Tuesday, August 2, 2011

0

Pengembangan Produk Syariah

Posted in ,

Oleh: Dr. Hargo Utomo, MBA., M.Com*)

Kalau ada kata-kata: “nafsu besar tenaga kurang” barangkali itu lah gambaran dari geliat bisnis syariah di negeri ini. Masyarakat sebenarnya sudah cukup lama menanti kehadiran produk-produk syariah baik untuk tujuan investasi maupun pembiayaan.  Namun, kelambanan dalam inovasi produk syariah memaksa masyarakat untuk sementara harus bersabar sampai dengan dibakukannya pola atau model pengembangan produk berbasis syariah. Selama ini masyarakat mengenal produk syariah masih terbatas pada produk-produk keuangan dan perbankan saja.  Padahal, potensi yang dapat dikembangkan dari model bisnis berbasis syariah itu sebenarnya tidak kalah besarnya dengan model bisnis konvensional yang selama ini sudah berlangsung.  Pertanyaannya sekarang adalah, sampai kapan masyarakat benar-benar bisa mengatakan bahwa bisnis syariah memang beda dan menjadi alternatif penyokong yang dominan untuk pertumbuhan kegiatan ekonomi dan bisnis di negeri ini?  Tentu, tidak ada yang tahu pasti kapan hal itu dapat terjadi, dan semuanya akan sangat bergantung dari semangat dan kemauan masyarakat itu sendiri.

Tugas yang Diberikan 1 - Ubah semua baris catatan berikut menjadi daftar bernomor, tanpa menyertakan baris kosong.
Teks tentang pengembangan produk syariah dan catatan berikut diambil dari sumber yang berlainan.

Catatan untuk Tugas -
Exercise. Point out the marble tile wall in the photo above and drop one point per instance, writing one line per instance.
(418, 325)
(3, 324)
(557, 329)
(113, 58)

Tugas yang Diberikan 2 - Lanjutkan teks tentang pengembangan produk syariah mulai dari kalimat terakhirnya.

Hasil Latihan 1 -
1. Exercise. Point out the marble tile wall in the photo above and drop one point per instance, writing one line per instance.
2. (418, 325)
3. (3, 324)
4. (557, 329)
5. (113, 58)

Hasil Latihan 2 -
Sebagai ilustrasi saja, berapa lama masyarakat di negeri ini harus menunggu untuk mendapatkan produk investasi syariah bernama sukuk? Terhitung lebih dari 6 tahun waktu dibutuhkan sejak gagasan itu dimunculkan, dilakukan kajian kelembagaan, hingga produk investasi itu benar-benar terwujud seperti tertuang dalam Undang-undang Nomer 19 Tahun 2008 tentang sukuk negara atau Surat Berharga Syariah Negara (SBSN). Peluncuran sukuk negara cukup kompleks dan tidak sesederhana seperti yang dibayangkan banyak orang. Terlepas dari kerumitan yang dihadapi para pengambilan keputusan dalam mengupayakan produk syariah itu terwujud dan memperoleh kaidah legalitas formal, ada satu pelajaran yang dapat dipetik, yaitu perlunya kehati-hatian untuk memperoleh kejelasan spesifikasi dan proses bisnis inovasi produk syariah sebelum hasil akhir diperoleh.  Keinginan untuk menggunakan pola pemikiran instan untuk memperoleh hasil akhir yang cepat mungkin untuk sementara ini harus dikendalikan dahulu agar masyarakat tidak mengulang fenomena yang terjadi pada bidang lain hingga menjadi polemik berkepanjangan di media seperti halnya yang terjadi di bidang pertanian atau pun energi.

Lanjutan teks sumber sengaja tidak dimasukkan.